→ Directions for this task
Copy the listing from its first line through the line with "[(365, 215), (711, 231)]", requests included, and raise every x and y coordinate in the answers by 145.

====

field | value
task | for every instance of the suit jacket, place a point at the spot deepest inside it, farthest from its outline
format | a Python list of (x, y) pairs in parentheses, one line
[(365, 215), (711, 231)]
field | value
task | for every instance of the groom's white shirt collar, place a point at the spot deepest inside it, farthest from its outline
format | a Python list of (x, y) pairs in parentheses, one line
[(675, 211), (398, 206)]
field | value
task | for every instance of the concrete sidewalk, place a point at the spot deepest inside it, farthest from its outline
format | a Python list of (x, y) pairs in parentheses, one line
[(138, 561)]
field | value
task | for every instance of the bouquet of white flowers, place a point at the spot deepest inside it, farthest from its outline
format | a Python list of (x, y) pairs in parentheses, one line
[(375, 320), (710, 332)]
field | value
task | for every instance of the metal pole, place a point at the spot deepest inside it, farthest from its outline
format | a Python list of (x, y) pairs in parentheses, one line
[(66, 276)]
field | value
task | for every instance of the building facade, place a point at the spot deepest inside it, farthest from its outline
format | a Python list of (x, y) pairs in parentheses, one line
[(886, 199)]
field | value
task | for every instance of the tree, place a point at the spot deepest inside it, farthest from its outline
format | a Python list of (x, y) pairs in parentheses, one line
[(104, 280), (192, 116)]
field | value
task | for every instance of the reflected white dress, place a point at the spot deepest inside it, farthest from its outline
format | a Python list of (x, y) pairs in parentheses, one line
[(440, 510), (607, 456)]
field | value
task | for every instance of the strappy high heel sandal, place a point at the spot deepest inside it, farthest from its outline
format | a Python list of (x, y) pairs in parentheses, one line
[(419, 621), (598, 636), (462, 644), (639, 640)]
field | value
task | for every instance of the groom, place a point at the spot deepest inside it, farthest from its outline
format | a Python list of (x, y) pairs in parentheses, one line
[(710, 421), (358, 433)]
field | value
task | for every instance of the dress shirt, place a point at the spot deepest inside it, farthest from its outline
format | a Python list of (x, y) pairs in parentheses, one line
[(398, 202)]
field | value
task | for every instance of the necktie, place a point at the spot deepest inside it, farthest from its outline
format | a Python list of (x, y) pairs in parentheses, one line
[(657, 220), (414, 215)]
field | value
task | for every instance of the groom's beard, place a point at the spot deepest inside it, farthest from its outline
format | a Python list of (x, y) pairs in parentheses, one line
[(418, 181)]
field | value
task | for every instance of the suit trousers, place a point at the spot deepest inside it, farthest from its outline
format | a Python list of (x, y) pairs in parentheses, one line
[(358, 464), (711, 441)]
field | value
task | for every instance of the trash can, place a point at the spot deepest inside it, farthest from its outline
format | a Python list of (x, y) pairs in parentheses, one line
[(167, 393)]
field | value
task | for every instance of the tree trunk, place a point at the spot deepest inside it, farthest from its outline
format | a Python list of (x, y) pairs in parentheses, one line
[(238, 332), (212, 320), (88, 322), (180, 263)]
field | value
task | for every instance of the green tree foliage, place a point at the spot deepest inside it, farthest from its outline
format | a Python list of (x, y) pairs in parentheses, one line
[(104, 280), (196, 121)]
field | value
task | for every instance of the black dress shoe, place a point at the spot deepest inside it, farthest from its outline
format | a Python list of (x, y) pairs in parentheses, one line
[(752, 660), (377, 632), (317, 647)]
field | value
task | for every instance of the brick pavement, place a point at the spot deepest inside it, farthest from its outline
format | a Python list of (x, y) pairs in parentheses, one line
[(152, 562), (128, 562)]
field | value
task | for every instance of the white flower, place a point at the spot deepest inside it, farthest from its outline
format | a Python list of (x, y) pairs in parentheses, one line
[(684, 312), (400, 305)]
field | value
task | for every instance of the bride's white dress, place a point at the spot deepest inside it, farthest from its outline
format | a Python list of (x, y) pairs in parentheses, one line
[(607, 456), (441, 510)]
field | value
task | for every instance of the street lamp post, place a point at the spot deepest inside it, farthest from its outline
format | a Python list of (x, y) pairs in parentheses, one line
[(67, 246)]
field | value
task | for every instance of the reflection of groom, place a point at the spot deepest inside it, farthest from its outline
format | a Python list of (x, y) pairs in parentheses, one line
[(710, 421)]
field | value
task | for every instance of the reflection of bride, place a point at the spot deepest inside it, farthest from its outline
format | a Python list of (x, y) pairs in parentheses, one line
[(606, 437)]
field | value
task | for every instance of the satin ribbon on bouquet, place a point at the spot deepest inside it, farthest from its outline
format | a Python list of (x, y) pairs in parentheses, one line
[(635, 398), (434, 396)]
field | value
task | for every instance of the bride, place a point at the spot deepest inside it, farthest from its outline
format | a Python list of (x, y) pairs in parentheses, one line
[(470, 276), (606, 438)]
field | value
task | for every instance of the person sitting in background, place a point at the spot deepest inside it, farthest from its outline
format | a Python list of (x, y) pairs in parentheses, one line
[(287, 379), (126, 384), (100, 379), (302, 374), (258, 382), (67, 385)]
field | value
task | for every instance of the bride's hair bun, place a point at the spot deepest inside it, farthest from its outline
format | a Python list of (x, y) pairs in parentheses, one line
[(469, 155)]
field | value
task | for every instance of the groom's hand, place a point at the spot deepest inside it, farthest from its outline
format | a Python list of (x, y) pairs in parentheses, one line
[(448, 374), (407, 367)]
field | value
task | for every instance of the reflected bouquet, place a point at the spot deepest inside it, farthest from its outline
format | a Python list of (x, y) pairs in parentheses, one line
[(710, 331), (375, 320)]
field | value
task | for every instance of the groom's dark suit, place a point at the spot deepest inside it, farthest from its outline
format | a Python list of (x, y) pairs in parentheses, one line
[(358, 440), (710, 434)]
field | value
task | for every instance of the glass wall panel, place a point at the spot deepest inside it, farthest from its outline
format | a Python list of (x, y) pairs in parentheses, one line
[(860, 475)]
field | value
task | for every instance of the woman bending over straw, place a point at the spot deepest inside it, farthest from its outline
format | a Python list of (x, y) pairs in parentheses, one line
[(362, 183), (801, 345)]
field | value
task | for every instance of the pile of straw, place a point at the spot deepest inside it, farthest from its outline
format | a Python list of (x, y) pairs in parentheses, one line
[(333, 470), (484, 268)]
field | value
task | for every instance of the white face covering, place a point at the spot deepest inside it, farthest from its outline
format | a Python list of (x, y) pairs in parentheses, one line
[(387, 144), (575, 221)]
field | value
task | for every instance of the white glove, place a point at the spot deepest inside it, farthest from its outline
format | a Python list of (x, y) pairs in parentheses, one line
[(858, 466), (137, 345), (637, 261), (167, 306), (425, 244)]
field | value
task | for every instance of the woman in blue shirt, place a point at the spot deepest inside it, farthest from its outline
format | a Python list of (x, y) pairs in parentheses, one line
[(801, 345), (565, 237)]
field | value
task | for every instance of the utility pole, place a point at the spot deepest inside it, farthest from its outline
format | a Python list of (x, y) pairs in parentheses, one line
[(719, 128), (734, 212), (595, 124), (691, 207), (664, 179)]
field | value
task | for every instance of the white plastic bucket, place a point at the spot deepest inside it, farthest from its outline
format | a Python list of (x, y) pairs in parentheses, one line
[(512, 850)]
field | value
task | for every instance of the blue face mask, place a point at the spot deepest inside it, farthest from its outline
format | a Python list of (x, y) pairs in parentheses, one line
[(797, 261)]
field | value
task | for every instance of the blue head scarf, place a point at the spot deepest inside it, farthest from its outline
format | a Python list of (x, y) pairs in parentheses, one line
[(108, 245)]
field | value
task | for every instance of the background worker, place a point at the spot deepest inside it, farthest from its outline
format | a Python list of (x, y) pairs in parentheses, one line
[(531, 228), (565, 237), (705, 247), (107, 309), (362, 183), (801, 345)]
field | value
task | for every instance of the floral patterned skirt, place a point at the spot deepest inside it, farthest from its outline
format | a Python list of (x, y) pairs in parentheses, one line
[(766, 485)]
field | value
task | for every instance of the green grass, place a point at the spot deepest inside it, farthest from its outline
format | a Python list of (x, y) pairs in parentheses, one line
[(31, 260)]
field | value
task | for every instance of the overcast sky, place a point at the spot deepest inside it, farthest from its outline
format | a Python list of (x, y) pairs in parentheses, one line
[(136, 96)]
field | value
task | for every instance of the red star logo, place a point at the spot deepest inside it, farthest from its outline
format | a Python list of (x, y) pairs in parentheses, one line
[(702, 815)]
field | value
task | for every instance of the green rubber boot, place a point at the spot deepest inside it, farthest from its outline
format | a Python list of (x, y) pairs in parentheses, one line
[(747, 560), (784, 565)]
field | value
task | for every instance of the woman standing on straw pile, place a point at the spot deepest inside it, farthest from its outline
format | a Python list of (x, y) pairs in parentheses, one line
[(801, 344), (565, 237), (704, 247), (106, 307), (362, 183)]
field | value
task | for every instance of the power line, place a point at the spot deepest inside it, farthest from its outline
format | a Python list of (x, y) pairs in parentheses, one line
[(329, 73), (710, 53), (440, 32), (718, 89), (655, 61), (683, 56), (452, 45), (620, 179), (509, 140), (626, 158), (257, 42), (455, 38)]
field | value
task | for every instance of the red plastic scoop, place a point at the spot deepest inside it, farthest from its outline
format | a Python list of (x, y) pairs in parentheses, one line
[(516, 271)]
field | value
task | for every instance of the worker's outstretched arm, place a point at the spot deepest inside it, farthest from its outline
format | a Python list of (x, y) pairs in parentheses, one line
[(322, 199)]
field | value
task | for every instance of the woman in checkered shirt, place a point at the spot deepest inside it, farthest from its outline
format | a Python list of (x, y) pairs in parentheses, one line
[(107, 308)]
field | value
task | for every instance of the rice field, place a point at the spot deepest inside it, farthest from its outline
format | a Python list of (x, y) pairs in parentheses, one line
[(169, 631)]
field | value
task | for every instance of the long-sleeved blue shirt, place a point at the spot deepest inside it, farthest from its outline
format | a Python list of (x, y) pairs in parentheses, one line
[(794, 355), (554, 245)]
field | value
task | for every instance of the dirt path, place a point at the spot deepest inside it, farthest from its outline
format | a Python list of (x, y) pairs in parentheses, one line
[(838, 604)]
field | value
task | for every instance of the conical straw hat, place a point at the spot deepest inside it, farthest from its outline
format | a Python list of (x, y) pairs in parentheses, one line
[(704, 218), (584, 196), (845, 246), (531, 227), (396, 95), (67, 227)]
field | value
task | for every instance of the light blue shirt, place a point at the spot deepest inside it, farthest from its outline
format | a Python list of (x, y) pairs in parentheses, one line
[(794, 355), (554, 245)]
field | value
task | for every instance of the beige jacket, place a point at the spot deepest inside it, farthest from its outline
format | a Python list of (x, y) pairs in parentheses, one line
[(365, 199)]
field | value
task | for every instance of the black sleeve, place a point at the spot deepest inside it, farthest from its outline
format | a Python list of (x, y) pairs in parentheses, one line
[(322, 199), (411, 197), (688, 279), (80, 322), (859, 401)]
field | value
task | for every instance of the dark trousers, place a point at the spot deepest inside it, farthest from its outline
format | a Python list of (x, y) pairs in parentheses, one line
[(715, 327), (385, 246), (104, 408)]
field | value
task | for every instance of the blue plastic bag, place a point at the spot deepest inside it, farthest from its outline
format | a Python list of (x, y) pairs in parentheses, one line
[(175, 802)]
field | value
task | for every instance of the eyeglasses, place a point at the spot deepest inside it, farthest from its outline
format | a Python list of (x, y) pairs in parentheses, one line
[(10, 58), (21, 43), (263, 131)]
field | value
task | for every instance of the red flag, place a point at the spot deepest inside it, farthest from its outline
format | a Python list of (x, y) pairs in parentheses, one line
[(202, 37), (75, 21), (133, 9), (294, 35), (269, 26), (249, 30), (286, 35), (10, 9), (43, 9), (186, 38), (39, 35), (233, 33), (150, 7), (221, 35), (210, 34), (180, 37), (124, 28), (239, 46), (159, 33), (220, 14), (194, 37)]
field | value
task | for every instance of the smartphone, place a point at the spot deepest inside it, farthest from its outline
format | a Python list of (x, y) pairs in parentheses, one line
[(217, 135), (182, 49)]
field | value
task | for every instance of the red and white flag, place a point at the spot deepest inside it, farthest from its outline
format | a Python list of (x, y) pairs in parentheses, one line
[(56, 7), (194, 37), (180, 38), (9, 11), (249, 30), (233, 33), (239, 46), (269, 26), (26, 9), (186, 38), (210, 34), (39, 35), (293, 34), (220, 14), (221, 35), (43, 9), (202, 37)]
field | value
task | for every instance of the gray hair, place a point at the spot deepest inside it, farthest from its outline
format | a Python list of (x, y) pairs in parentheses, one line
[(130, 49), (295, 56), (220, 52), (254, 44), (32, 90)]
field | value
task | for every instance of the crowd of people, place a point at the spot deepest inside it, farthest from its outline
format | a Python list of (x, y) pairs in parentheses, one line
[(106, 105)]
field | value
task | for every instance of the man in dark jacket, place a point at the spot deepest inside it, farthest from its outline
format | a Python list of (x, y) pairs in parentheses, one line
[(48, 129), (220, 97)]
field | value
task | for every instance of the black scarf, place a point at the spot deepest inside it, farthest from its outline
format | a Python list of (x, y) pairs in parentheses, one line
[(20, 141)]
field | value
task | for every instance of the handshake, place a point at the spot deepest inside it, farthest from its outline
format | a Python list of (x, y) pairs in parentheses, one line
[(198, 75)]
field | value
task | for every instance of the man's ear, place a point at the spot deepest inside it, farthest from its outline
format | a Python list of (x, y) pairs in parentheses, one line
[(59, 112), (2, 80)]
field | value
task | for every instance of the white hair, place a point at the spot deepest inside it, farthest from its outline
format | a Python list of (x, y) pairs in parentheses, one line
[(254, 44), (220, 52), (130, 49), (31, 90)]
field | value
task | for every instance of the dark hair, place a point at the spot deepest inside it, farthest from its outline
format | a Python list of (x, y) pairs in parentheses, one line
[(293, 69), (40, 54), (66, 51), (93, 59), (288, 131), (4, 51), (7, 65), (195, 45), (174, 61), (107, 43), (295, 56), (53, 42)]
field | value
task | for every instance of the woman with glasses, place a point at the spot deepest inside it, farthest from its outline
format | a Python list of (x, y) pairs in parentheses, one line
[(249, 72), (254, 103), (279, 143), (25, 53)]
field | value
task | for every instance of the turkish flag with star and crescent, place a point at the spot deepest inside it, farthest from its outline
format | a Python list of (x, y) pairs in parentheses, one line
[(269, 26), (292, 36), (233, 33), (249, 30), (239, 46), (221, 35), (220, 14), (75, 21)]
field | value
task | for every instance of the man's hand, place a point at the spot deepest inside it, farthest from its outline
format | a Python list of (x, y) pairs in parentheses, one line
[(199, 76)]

====

→ The reply
field | value
task | for every instance of the suit jacket, place a point at the spot deepest inside it, farthest from its outline
format | a Python list of (x, y) pairs in parentheses, one line
[(510, 360), (856, 376)]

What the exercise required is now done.